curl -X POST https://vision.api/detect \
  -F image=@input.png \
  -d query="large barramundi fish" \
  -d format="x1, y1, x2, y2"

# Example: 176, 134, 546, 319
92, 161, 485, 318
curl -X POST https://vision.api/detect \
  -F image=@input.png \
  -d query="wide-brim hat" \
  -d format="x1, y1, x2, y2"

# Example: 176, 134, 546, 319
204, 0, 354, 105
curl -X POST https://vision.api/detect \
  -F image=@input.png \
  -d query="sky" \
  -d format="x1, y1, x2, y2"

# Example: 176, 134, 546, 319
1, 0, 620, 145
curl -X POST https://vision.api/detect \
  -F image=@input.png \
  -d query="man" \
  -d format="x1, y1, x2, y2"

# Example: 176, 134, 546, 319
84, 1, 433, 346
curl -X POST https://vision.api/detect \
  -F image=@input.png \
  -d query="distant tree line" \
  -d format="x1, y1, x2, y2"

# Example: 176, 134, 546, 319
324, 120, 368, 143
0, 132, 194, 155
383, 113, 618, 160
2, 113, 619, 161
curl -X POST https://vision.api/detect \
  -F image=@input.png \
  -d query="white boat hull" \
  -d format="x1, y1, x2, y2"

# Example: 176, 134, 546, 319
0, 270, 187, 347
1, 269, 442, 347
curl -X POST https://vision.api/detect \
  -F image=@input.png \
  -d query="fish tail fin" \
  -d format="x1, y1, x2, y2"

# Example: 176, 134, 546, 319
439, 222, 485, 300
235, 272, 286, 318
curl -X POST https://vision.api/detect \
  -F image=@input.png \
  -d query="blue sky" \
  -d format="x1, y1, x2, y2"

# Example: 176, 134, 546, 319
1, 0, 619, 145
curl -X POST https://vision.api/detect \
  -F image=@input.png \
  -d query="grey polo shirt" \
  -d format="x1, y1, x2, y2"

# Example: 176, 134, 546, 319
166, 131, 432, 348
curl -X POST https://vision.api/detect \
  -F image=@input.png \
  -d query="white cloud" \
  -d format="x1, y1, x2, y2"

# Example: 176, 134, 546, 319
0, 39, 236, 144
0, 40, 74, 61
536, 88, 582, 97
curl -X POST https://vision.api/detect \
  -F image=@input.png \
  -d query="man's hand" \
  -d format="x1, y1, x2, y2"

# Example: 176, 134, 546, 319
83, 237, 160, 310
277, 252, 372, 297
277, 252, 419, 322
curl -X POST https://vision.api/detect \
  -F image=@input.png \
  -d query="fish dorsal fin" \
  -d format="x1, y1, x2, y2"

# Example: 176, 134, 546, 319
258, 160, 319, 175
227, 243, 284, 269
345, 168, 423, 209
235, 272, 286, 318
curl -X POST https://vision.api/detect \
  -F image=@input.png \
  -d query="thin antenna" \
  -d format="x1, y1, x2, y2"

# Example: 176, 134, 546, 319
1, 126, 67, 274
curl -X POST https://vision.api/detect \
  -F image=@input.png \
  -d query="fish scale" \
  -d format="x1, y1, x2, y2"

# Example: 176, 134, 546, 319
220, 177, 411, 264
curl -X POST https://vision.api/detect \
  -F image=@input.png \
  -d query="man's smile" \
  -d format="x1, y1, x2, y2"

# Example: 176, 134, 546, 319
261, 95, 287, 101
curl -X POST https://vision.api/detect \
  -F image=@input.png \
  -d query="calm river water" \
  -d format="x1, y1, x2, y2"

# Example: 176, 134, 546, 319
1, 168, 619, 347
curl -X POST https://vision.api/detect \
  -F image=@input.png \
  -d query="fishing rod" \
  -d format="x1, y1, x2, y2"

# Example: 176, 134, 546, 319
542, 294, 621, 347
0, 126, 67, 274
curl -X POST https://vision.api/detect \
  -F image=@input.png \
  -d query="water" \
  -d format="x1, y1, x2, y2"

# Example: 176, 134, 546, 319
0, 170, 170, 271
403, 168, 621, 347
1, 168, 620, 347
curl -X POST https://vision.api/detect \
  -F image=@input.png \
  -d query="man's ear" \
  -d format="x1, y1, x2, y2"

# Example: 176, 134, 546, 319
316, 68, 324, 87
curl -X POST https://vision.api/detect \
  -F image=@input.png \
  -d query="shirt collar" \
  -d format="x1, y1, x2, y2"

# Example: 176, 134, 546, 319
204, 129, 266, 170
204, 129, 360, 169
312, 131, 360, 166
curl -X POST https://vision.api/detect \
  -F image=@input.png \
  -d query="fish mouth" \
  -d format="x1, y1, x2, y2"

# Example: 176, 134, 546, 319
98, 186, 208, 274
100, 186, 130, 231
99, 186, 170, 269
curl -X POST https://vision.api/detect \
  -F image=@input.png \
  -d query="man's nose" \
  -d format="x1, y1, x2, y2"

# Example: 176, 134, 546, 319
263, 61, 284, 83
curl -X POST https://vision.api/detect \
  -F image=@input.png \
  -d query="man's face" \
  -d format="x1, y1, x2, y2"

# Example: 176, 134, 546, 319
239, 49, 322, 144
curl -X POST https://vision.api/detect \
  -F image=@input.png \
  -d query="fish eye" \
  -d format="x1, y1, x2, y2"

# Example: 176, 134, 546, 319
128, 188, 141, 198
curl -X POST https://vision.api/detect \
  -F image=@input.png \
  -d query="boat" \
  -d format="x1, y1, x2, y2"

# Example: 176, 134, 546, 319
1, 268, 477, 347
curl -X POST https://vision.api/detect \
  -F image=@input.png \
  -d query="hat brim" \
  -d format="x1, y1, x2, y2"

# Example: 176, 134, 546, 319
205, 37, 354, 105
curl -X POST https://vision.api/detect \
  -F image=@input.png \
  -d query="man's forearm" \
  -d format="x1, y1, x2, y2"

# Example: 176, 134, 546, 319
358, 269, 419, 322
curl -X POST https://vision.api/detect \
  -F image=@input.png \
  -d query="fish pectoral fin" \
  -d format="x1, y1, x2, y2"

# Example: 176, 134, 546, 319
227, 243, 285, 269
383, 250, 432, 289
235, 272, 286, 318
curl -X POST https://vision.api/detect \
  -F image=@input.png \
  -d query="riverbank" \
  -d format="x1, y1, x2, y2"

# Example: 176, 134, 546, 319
------------------------------------------------
■ WHAT YOU WILL DO
Transcribe the entries above so that nothing in them differs from the original.

■ TASK ANSWER
curl -X POST https://vision.api/detect \
  -F image=@input.png \
  -d query="large barramundi fish" \
  -d format="x1, y1, x2, y2"

# Example: 176, 134, 546, 319
92, 161, 485, 318
curl -X POST https://vision.api/detect \
  -F image=@input.png \
  -d query="wide-brim hat" \
  -d format="x1, y1, x2, y2"

# Example: 176, 134, 546, 319
204, 0, 354, 105
curl -X POST https://vision.api/detect \
  -F image=@input.png \
  -d query="sky" \
  -d format="x1, y1, x2, y2"

# Example: 176, 134, 546, 319
1, 0, 620, 145
curl -X POST https://vision.api/detect \
  -F image=@input.png \
  -d query="man" \
  -d format="x1, y1, x2, y2"

# Example: 176, 134, 546, 319
84, 1, 433, 346
curl -X POST https://vision.api/detect \
  -F image=@input.png \
  -d query="distant tree line" \
  -d format="x1, y1, x2, y2"

# Example: 176, 134, 546, 319
324, 120, 368, 143
0, 132, 194, 155
383, 113, 618, 160
2, 113, 619, 161
curl -X POST https://vision.api/detect \
  -F image=@input.png \
  -d query="white boat hull" \
  -d format="x1, y1, x2, y2"

# Example: 176, 134, 546, 319
0, 270, 187, 347
1, 269, 442, 347
curl -X POST https://vision.api/detect \
  -F image=@input.png \
  -d query="fish tail fin" \
  -d format="x1, y1, x2, y2"

# Example: 176, 134, 546, 319
439, 222, 485, 300
235, 272, 286, 318
curl -X POST https://vision.api/detect \
  -F image=@input.png \
  -d query="blue sky" \
  -d format="x1, y1, x2, y2"

# Example: 176, 134, 546, 319
1, 0, 619, 145
curl -X POST https://vision.api/detect \
  -F image=@input.png \
  -d query="grey polo shirt" \
  -d format="x1, y1, x2, y2"

# Example: 176, 134, 546, 319
166, 131, 432, 348
curl -X POST https://vision.api/detect \
  -F image=@input.png \
  -d query="white cloud" \
  -d format="x1, y1, x2, y2"

# Example: 176, 134, 546, 319
0, 39, 236, 144
0, 40, 74, 61
536, 88, 582, 97
curl -X POST https://vision.api/detect \
  -F image=@input.png \
  -d query="man's hand" \
  -d format="x1, y1, x2, y2"

# Example: 176, 134, 546, 319
83, 237, 160, 310
277, 252, 372, 297
277, 252, 419, 322
curl -X POST https://vision.api/detect \
  -F image=@input.png \
  -d query="fish dorsal fin" \
  -d format="x1, y1, x2, y2"

# Example: 176, 134, 546, 319
258, 160, 319, 175
227, 243, 284, 269
345, 168, 423, 209
235, 272, 286, 318
curl -X POST https://vision.api/detect \
  -F image=@input.png \
  -d query="thin antenna" \
  -d format="x1, y1, x2, y2"

# Example: 176, 134, 546, 319
1, 126, 67, 274
curl -X POST https://vision.api/detect \
  -F image=@input.png \
  -d query="fish scale" \
  -d format="x1, y1, x2, y2"

# Example: 176, 134, 546, 319
220, 177, 411, 264
curl -X POST https://vision.api/detect \
  -F image=@input.png \
  -d query="man's smile" \
  -d format="x1, y1, x2, y2"

# Example: 176, 134, 546, 319
261, 95, 287, 101
curl -X POST https://vision.api/detect \
  -F image=@input.png \
  -d query="calm river water" \
  -d format="x1, y1, x2, y2"

# Example: 176, 134, 546, 319
1, 168, 619, 347
curl -X POST https://vision.api/detect \
  -F image=@input.png \
  -d query="fishing rod" \
  -d format="x1, y1, x2, y2"

# Example: 176, 134, 546, 319
542, 294, 621, 347
0, 126, 67, 274
curl -X POST https://vision.api/detect \
  -F image=@input.png \
  -d query="water" \
  -d format="x1, y1, x2, y2"

# Example: 176, 134, 546, 319
0, 170, 170, 271
403, 168, 621, 347
1, 168, 620, 347
curl -X POST https://vision.api/detect \
  -F image=@input.png \
  -d query="man's ear" \
  -d format="x1, y1, x2, y2"

# Example: 176, 134, 546, 319
316, 68, 324, 87
curl -X POST https://vision.api/detect \
  -F image=@input.png \
  -d query="shirt collar" \
  -d format="x1, y1, x2, y2"

# Example: 176, 134, 546, 319
204, 129, 266, 170
204, 129, 360, 169
312, 131, 360, 166
curl -X POST https://vision.api/detect \
  -F image=@input.png \
  -d query="fish mouth" \
  -d format="x1, y1, x2, y2"

# Example: 176, 134, 546, 319
98, 186, 208, 274
100, 186, 130, 231
99, 186, 170, 269
curl -X POST https://vision.api/detect \
  -F image=@input.png \
  -d query="man's nose" \
  -d format="x1, y1, x2, y2"

# Example: 176, 134, 546, 319
263, 61, 284, 83
curl -X POST https://vision.api/detect \
  -F image=@input.png \
  -d query="man's face" \
  -d format="x1, y1, x2, y2"

# Example: 176, 134, 546, 319
239, 49, 322, 144
curl -X POST https://vision.api/detect \
  -F image=@input.png \
  -d query="fish eye" \
  -d format="x1, y1, x2, y2"

# Example: 176, 134, 546, 319
128, 188, 141, 198
curl -X POST https://vision.api/detect \
  -F image=@input.png \
  -d query="boat" \
  -d format="x1, y1, x2, y2"

# Example: 176, 134, 546, 319
1, 268, 477, 347
curl -X POST https://vision.api/detect \
  -F image=@input.png \
  -d query="hat brim" \
  -d format="x1, y1, x2, y2"

# Example: 176, 134, 546, 319
205, 37, 354, 105
curl -X POST https://vision.api/detect \
  -F image=@input.png \
  -d query="man's forearm" \
  -d format="x1, y1, x2, y2"

# Example: 176, 134, 546, 319
358, 269, 419, 322
curl -X POST https://vision.api/detect \
  -F image=@input.png \
  -d query="fish pectoral fin" \
  -d format="x1, y1, x2, y2"

# Example: 176, 134, 546, 319
227, 243, 285, 269
383, 250, 432, 289
235, 272, 286, 318
curl -X POST https://vision.api/detect \
  -F image=@input.png \
  -d query="riverbank" \
  -d format="x1, y1, x2, y2"

# Example: 176, 134, 546, 319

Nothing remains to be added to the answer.